Source excerpt =
---+---

John Plocher wrote:
> Having said that, I think there is a larger proposal hiding
> here.  I am beginning to believe that we need to refactor the
> community at large and redo the constitution in significant
> ways:
> 
> [This stuff is still churning in my brain - consider these
> following items to be brainstorming ideas and not final
> proposals or opinions - I am interested in your collective
> thoughts, and expect this all to evolve significantly before
> it gets to an actionable form]

As long as we're dumping the churn from our brains, I'd been
thinking that there's really three different types of thing
we've currently lumped into the Community Group model:

 1. Consolidations - ON, X, Desktop, Storage, etc.
   - groups that manage code bases used directly in distros

 2. Service groups - Advocacy, Tools, ARC, Website, etc.
   - groups that provide community-wide services of some form

 3. Interest groups - Sysadmin, networking, drivers, Dtrace, etc.
   - groups interested in some technology, but who don't "own" the
     code base that delivers it.

---+---

Dataset content =
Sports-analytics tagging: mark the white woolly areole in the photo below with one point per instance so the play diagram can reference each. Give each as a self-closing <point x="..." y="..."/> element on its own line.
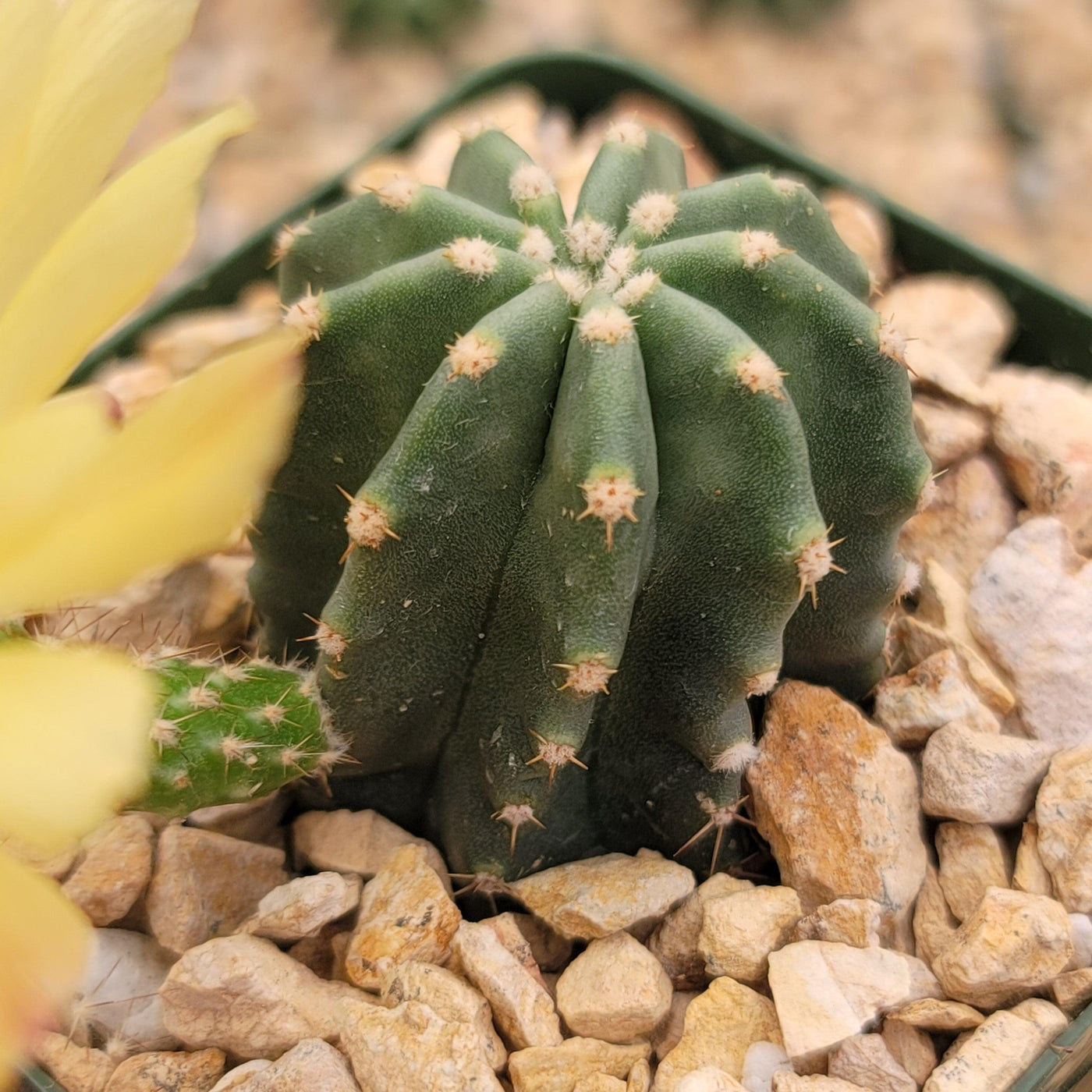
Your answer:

---+---

Jobs =
#1 From the community group post, reproduce word for word the part that opens with the words containing "As long as we're" and closes with "drivers, Dtrace, etc.".
#2 According to the community group post, what do the groups in the Consolidations category manage?
#3 Summarize the community group post in two sentences.

Results by task =
#1
As long as we're dumping the churn from our brains, I'd been
thinking that there's really three different types of thing
we've currently lumped into the Community Group model:

 1. Consolidations - ON, X, Desktop, Storage, etc.
   - groups that manage code bases used directly in distros

 2. Service groups - Advocacy, Tools, ARC, Website, etc.
   - groups that provide community-wide services of some form

 3. Interest groups - Sysadmin, networking, drivers, Dtrace, etc.

#2 Code bases used directly in distros.

#3 The post quotes John Plocher's brainstorming idea that the community may need refactoring and a significantly redone constitution, and replies that the Community Group model currently lumps together three different types of group. These are consolidations that manage code bases used directly in distros, service groups that provide community-wide services, and interest groups that are interested in a technology but don't own the code base that delivers it.